__Extrait du texte__.

«Alain Tanner représente la dissidence suisse»
A Paris, la Cinémathèque française consacre au réalisateur genevois une rétrospective jusqu'au 15 février. Elle débarquera en Suisse en mars. Entretien avec le Français Frédéric Bas, journaliste à France Culture, qui connaît très bien Tanner, l'homme et le cinéaste.
C’était il y a tout juste dix ans. Frédéric Bas rencontrait alors pour la première fois Alain Tanner, à Paris, où le cinéaste suisse présentait «Jonas et Lila, à demain», son dernier film à l’époque.
De cette rencontre-là est née une amitié et une curiosité vis-à-vis de la Suisse. Cette Suisse éternelle que Frédéric Bas a commencé à découvrir à travers les yeux de Tanner, lorsque ce dernier l’emmenait manger au bord du lac Léman et lui disait: «Regarde comme c’est beau, mais c’est ‘infilmable’ tellement que c’est beau».
Aujourd’hui, lorsqu’il raconte cette anecdote, Frédéric Bas rit de bon cœur et lance: «Vous comprenez, il faut à Tanner beaucoup d’aspérité pour filmer, tout ce qui est lisse ne lui convient pas».
Alors la beauté suisse, Frédéric Bas a appris à l’apprécier dans les films de son ami dont il nous parle à l’occasion de la rétrospective que la Cinémathèque française consacre (du 14 janvier au 15 février) à l’auteur de «La Salamandre». Entretien.
swissinfo: Si vous étiez un spectateur néophyte et que vous découvriez pour la première fois l’œuvre de Tanner grâce à cette rétrospective, que vous seriez-vous dit?

(Contenus enregistrés)
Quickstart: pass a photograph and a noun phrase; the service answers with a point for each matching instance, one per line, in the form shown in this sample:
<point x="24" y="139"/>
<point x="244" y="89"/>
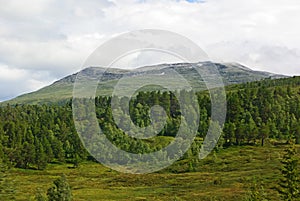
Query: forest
<point x="32" y="136"/>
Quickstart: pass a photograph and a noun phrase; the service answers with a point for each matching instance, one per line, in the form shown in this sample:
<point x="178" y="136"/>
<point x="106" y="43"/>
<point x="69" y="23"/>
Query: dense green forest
<point x="33" y="136"/>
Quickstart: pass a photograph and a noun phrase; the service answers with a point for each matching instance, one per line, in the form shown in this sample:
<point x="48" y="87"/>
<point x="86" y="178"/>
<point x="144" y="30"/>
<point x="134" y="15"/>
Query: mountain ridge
<point x="61" y="90"/>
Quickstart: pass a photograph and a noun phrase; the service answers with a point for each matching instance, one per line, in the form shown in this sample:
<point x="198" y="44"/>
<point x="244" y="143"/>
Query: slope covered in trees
<point x="33" y="135"/>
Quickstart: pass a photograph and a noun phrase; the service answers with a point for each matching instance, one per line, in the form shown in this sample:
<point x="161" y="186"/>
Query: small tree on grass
<point x="257" y="192"/>
<point x="61" y="190"/>
<point x="7" y="191"/>
<point x="290" y="184"/>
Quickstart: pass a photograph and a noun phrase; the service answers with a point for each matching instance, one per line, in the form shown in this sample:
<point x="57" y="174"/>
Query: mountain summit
<point x="61" y="90"/>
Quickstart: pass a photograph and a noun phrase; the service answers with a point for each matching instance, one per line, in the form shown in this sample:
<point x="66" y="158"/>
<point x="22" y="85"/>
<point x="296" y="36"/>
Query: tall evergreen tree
<point x="290" y="184"/>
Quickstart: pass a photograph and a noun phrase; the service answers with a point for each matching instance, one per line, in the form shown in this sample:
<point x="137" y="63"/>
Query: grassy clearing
<point x="225" y="175"/>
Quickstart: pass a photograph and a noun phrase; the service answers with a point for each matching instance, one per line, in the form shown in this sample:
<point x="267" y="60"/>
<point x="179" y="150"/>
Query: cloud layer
<point x="44" y="40"/>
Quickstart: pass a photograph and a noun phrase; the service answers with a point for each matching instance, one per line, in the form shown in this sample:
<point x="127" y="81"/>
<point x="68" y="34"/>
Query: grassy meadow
<point x="224" y="175"/>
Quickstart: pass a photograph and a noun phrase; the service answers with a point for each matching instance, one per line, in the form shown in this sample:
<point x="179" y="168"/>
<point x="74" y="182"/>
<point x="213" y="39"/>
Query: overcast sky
<point x="44" y="40"/>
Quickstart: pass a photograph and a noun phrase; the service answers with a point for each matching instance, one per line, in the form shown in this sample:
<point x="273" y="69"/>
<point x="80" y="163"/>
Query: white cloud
<point x="57" y="36"/>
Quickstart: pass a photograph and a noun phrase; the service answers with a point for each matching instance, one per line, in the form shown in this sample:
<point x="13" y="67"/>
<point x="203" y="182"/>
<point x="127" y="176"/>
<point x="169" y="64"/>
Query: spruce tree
<point x="290" y="184"/>
<point x="61" y="190"/>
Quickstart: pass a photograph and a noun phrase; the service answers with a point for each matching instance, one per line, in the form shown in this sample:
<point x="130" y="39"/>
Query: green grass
<point x="225" y="175"/>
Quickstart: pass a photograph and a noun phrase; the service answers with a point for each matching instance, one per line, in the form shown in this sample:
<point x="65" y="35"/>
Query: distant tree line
<point x="32" y="136"/>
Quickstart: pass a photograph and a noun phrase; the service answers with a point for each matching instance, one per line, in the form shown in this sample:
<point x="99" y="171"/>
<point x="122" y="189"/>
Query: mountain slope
<point x="61" y="90"/>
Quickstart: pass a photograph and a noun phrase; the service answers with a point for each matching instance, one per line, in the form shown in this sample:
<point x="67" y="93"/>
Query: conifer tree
<point x="290" y="184"/>
<point x="61" y="190"/>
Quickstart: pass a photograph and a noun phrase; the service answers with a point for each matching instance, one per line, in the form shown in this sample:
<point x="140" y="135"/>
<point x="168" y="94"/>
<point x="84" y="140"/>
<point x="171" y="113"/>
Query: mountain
<point x="61" y="90"/>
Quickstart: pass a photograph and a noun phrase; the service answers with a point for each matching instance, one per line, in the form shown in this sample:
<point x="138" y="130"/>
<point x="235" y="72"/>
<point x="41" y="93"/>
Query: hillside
<point x="61" y="90"/>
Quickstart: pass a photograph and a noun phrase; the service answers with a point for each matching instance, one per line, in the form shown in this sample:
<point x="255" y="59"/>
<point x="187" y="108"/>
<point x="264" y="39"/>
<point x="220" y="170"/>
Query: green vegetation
<point x="61" y="91"/>
<point x="290" y="183"/>
<point x="39" y="142"/>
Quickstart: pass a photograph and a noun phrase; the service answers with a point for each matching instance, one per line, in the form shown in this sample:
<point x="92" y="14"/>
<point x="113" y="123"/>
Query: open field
<point x="225" y="175"/>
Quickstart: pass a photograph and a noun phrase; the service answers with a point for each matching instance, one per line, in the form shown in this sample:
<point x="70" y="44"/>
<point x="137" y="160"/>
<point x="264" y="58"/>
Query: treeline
<point x="33" y="135"/>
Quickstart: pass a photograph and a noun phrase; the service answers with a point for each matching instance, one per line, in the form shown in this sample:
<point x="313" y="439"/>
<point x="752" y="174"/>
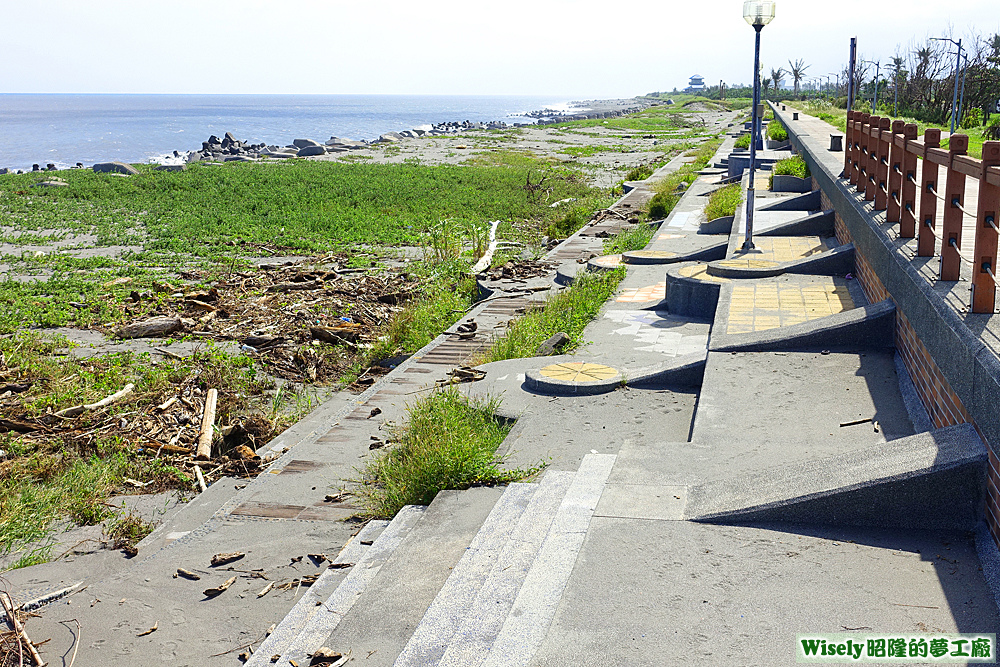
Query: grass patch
<point x="448" y="442"/>
<point x="776" y="131"/>
<point x="629" y="239"/>
<point x="569" y="311"/>
<point x="724" y="202"/>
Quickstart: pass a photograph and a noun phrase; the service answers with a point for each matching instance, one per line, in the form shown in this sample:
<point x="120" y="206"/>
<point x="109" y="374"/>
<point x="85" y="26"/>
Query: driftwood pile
<point x="285" y="317"/>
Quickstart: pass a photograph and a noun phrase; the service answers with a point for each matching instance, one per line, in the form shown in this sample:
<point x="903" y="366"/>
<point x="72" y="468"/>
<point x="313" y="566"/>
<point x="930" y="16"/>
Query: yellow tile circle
<point x="746" y="263"/>
<point x="579" y="371"/>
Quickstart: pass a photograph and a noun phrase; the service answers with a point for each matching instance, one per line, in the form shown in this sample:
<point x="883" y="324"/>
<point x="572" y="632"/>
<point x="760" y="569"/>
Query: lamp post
<point x="758" y="13"/>
<point x="958" y="65"/>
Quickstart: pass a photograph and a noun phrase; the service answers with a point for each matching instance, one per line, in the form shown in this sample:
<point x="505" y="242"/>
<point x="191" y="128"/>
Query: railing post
<point x="984" y="290"/>
<point x="928" y="202"/>
<point x="849" y="148"/>
<point x="908" y="196"/>
<point x="951" y="230"/>
<point x="882" y="163"/>
<point x="872" y="163"/>
<point x="858" y="176"/>
<point x="893" y="208"/>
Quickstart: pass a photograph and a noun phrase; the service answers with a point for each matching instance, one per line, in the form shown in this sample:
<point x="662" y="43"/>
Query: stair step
<point x="484" y="618"/>
<point x="449" y="608"/>
<point x="327" y="616"/>
<point x="531" y="615"/>
<point x="390" y="609"/>
<point x="293" y="623"/>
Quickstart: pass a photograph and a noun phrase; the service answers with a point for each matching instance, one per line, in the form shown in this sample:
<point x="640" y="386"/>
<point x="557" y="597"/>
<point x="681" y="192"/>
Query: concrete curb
<point x="865" y="327"/>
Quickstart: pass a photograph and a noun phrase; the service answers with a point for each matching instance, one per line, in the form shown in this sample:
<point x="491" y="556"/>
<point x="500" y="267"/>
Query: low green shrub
<point x="777" y="132"/>
<point x="724" y="202"/>
<point x="447" y="442"/>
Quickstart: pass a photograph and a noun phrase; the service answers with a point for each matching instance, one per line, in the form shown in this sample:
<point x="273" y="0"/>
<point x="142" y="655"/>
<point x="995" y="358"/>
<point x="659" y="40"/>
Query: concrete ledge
<point x="933" y="480"/>
<point x="836" y="262"/>
<point x="806" y="202"/>
<point x="683" y="371"/>
<point x="814" y="224"/>
<point x="867" y="327"/>
<point x="723" y="225"/>
<point x="689" y="297"/>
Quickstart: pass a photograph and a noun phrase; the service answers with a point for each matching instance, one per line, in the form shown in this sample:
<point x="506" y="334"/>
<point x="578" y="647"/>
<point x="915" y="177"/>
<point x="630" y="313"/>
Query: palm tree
<point x="798" y="72"/>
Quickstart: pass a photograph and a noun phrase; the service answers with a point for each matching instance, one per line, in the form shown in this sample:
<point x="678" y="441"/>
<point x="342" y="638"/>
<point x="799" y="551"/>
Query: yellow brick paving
<point x="786" y="248"/>
<point x="760" y="306"/>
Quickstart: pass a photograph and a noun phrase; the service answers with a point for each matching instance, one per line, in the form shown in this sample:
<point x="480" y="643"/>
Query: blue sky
<point x="552" y="47"/>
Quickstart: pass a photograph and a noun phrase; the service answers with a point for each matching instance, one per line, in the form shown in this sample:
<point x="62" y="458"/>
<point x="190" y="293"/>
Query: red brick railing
<point x="881" y="160"/>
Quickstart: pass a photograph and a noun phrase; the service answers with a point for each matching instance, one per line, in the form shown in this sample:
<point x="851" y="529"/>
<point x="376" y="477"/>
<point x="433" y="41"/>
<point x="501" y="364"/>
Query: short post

__À faire__.
**a)** Selon l'extrait du texte, dans quelle ville Frédéric Bas a-t-il fait la connaissance d'Alain Tanner ?
**b)** Indiquez si chacune de ces affirmations concorde avec l'extrait du texte : (i) la rétrospective de la Cinémathèque française se poursuit jusqu'au 15 février ; (ii) Frédéric Bas travaille pour la télévision suisse ; (iii) «Jonas et Lila, à demain» était le premier film de Tanner. Justifiez chaque réponse par une citation.

__Corrigé de l'exercice__.
**a)** À Paris.

**b)**
(i) Oui : «jusqu'au 15 février».
(ii) Non : «journaliste à France Culture».
(iii) Non : «son dernier film à l’époque».